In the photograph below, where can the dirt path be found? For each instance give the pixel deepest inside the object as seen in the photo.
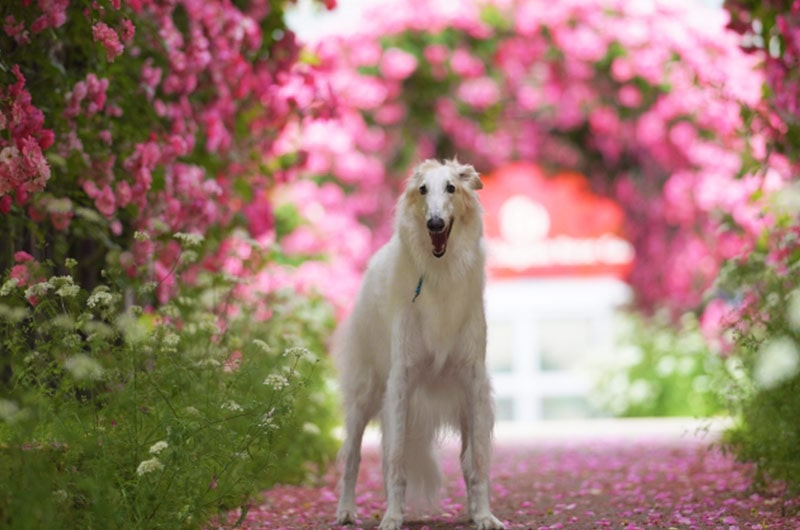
(595, 480)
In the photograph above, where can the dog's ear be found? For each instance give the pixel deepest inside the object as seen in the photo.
(469, 177)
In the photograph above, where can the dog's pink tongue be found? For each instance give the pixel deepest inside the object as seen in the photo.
(439, 241)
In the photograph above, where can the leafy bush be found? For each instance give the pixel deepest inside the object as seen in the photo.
(764, 387)
(114, 416)
(661, 369)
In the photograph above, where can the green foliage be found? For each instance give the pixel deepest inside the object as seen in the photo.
(661, 369)
(113, 416)
(764, 384)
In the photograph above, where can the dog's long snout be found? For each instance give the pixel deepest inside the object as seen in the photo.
(435, 224)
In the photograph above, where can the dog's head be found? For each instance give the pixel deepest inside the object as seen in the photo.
(440, 193)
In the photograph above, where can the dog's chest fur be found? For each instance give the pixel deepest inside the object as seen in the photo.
(443, 312)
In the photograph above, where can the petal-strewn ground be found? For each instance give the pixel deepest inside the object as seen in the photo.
(605, 475)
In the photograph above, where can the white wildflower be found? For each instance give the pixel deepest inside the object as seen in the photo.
(9, 286)
(38, 290)
(68, 291)
(793, 310)
(263, 346)
(132, 328)
(100, 298)
(83, 367)
(148, 466)
(276, 381)
(232, 406)
(267, 420)
(189, 256)
(63, 321)
(60, 495)
(158, 447)
(171, 341)
(147, 288)
(778, 361)
(189, 240)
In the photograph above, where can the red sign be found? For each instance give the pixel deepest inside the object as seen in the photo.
(551, 226)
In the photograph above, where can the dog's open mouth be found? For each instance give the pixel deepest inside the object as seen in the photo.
(439, 240)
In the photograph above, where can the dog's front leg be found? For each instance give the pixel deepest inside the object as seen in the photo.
(394, 434)
(476, 442)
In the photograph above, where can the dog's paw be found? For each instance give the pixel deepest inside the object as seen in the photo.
(488, 521)
(391, 521)
(346, 515)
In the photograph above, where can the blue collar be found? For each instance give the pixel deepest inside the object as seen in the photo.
(417, 290)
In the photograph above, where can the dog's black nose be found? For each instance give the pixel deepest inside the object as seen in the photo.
(435, 224)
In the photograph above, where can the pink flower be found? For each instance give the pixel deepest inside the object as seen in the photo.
(480, 93)
(397, 64)
(23, 257)
(128, 30)
(105, 202)
(109, 39)
(465, 65)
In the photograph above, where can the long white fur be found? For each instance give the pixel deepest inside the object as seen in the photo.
(419, 360)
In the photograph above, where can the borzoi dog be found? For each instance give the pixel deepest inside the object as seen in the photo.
(414, 347)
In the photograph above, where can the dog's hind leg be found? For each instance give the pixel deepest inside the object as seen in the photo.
(355, 423)
(476, 445)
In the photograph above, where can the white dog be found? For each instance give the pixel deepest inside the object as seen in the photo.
(414, 347)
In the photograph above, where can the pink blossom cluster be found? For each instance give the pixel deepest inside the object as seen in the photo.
(48, 14)
(645, 99)
(23, 139)
(205, 79)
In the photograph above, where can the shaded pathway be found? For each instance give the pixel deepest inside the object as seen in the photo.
(597, 479)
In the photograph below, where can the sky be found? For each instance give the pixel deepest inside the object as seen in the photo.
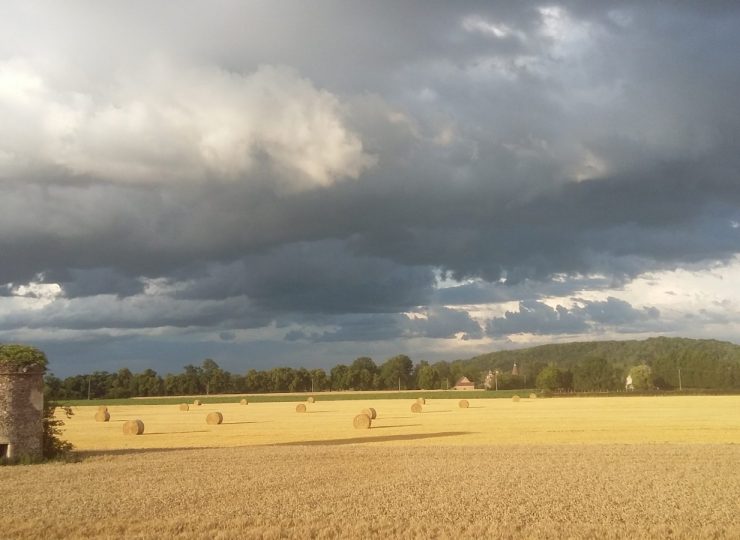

◆ ◆ ◆ ◆

ABOUT THIS EXERCISE
Print each of the records above exactly as written, leaving no picture in the copy.

SOLUTION BELOW
In the photograph below, where can the dirt path be found? For each instance give the pixel deepest inside the object as seen in the photo.
(595, 480)
In the photograph above, where can the dog's ear be found? For each instance give the pixel deepest inside the object as seen in the photo.
(469, 177)
In the photograph above, where can the dog's pink tongue be found? For each instance give the pixel deepest inside the object as seen in the photo.
(439, 241)
In the photograph above, where can the leafy bush be found? For each instance give the pixel deepest inside the object as seen in the photo.
(764, 387)
(114, 416)
(661, 369)
In the photograph above, where can the green foliage be found? For each instance give the pixel deepest inside the object as seen in the photo.
(661, 369)
(113, 416)
(764, 384)
In the photograph above, where can the dog's long snout be found? For each instance give the pixel deepest inside the object as seen in the photo.
(435, 224)
In the photograph above, where can the dog's head be found? For each instance give the pixel deepest inside the object as seen in the photo.
(440, 193)
In the photograph above, where can the dog's chest fur be found? For each instance give the pixel deepest inside the object as seen in the photo.
(443, 312)
In the photograph above, where can the petal-strewn ground be found? For each instance give the pixel deepest inside the object as seen in the photo.
(605, 475)
In the photograph above, where can the white wildflower be found? For each instance give the pixel deepest inside the object as seen in the photo.
(9, 286)
(38, 290)
(68, 291)
(793, 310)
(263, 346)
(132, 328)
(100, 298)
(83, 367)
(148, 466)
(276, 381)
(232, 406)
(267, 420)
(189, 256)
(63, 321)
(60, 495)
(158, 447)
(171, 341)
(147, 288)
(778, 361)
(189, 240)
In the photograph above, where can the red sign be found? For each instance give the pixel deepest inside the object as seen in the photo.
(551, 226)
In the photograph above, where can the dog's open mouth be found? For each instance give the pixel deepest inside the object as seen in the photo.
(439, 240)
In the photograph above, where can the dog's front leg be found? For each instance give the pixel deepest inside the object as seen in the photo.
(394, 434)
(476, 442)
In the photograph above, where can the dog's paw be found? For each instance give the pixel deepest inside the object as seen in the photo.
(488, 521)
(391, 521)
(346, 515)
In the photograph above, where can the blue collar be found? For each instance give the pixel deepest inside the object as seen in the photo.
(417, 290)
In the photograph above, where can the dog's black nose be found? For each instance give the pixel deepest inside the object as seen in the photo.
(435, 224)
In the photograph above, where can the pink flower be found? For each instance give the pixel deepest inside the object as seen in the photo.
(480, 93)
(397, 64)
(23, 257)
(128, 30)
(105, 202)
(109, 39)
(465, 65)
In the photograph above, where can the long white fur be found? For each instance give the pixel deepest inside the object as seen in the photo.
(419, 360)
In the photograph above, where can the borzoi dog be found? For each instance give the pixel deepest inside the object as seen in the photo.
(414, 347)
In the photograph above, where can the dog's hind leg be found? For each instance give the pixel deepest inside the object as seen in the photo.
(355, 423)
(476, 445)
In the photograph above, where can the white dog be found? For each instance give the pixel deepest inside the object as seen in the photo.
(414, 347)
In the photograph above, where can the pink blossom cluster be found? For each instance give the pixel deepest inside the object as seen in the photo.
(48, 14)
(645, 99)
(23, 139)
(205, 79)
In the photograph above, where can the shaded pathway be found? For each instance give the pixel deepest inside the object as seen in the photo.
(597, 479)
In the photograph below, where can the sky be found? For each instance give the pixel deepest inside the object as seen in the photo.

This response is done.